FRAGMENTO ->
════════════════════
Como puede verse, las formas jurídicas fueron guardadas escrupulosamente, y el tribunal se mostró tan imparcial al dictar sentencia como lo había sido al escuchar a los testigos. Era preciso condenar a los ratones, pues unos testimonios fidedignos atestiguaban que su conducta era dañina. Sin embargo, frente a determinados «condenados» mostrábase especial indulgencia, en consonancia con la práctica judicial de aquella época, la cual confería a las mujeres embarazadas determinados privilegios. En cambio, se rechazaba terminantemente la propuesta del abogado defensor, encaminada a que se asignase a los ratones un nuevo lugar de residencia, limitándose a expulsarlos sin más ni más de las cercanías de la localidad, para que se fuesen a donde mejor les pareciera. ¿Se quedaron? ¿Obedecieron la orden de expulsión? Lo ignoramos[12].
Dice el historiador J. Miret y Sans que en sus investigaciones por los archivos civiles y eclesiásticos de Cataluña no ha podido encontrar ningún proceso de anatematización de animales. Seguramente —dice— hubo y hay exorcismos contra orugas y otras plagas de la agricultura, a instancia siempre de los agricultores, pero el sacerdote lo ejecutaba con sencillez sin las pomposas formalidades que hemos visto en otras naciones y sin la necesidad de un proceso con procurador y abogado de los animales y con citaciones a éstos.
════════════════════
MUESTRA DE DATOS ->

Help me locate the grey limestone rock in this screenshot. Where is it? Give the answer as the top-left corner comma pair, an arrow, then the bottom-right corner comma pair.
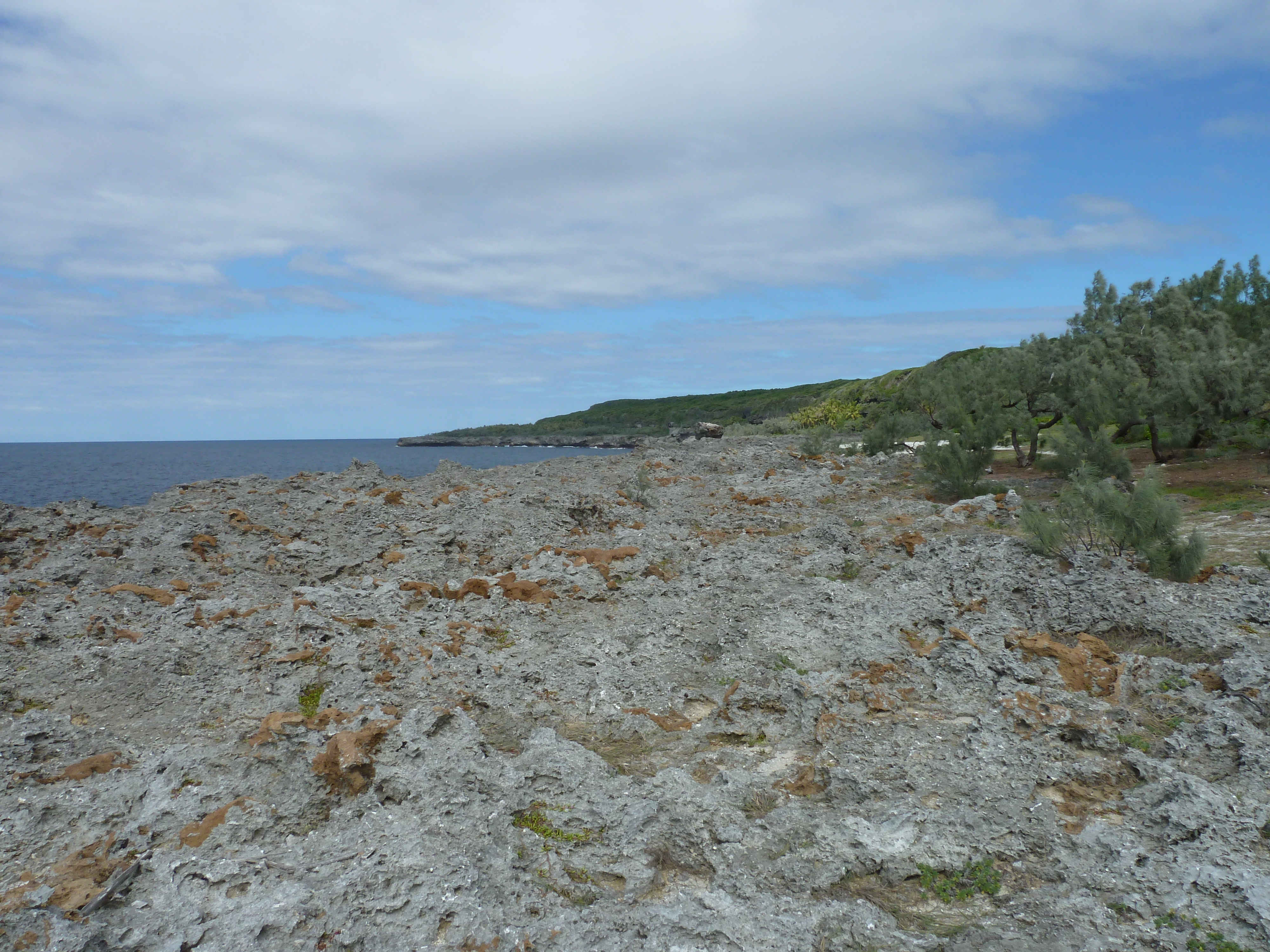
0,437 -> 1270,952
════════════════════
TAREAS PEDIDAS ->
a - ¿Qué propuesta del abogado defensor rechazó terminantemente el tribunal, según el fragmento sobre los procesos contra animales?
b - Enumera todas las profesiones u oficios de personas que nombra el fragmento sobre los procesos contra animales.
c - Redacta lo que sigue al fragmento sobre los procesos contra animales, a partir de su última oración.
Las líneas constituyen un material aparte, sin relación con el fragmento sobre los procesos contra animales.

RESPUESTAS ->
a - Que se asignase a los ratones un nuevo lugar de residencia.

b - Abogado, historiador, agricultor, sacerdote y procurador.

c -
El doctor Gaspar Navarro afirma que «excomulgar la langosta, ratones, pulgón y otras sabandijas es superstición» y añade «esta disputa he movido, porque aurá más de veynte años[13] que vi en cierta Diócesi hazer processo, poniendo el Oficial Eclesiástico Procuradores contra la langosta, y hacer sus demandas, y respuestas, llevar lite formado… El fundamento que tienen los que excomulgan estos animales, es lo que trae Bartholomé Casaneo in Consilio donde refiere quatro sentencias de excomunión de Vicarios Generales y Provisores en Francia por las quales se libraron de la molestia, y daño de semejantes animales, y lo prueba el dicho Autor en el lugar citado, gastando más de quinze hojas para su provança; edto se confirma ser assí. De lo que se refiere Navarro en el consejo 5 num. 22 de aquel Obispo, que mandó a los ratones con pena de excomunión, que se saliessen, y se salieron todos, nadando por el mar».
Como se ve, el doctor Navarro cree supersticiosa y «blasfema» la práctica de la excomunión de animales. Se extiende a lo largo de ocho páginas en demostrar que no puede ser excomulgado quien no pertenece a la Iglesia, como sucede con los animales, que no han sido ni pueden ser bautizados y acaba diciendo que «porque ay remedios naturales contra estas sabandijas sin peligro de superstición, pondré aquí algunos», cosa que efectivamente hace.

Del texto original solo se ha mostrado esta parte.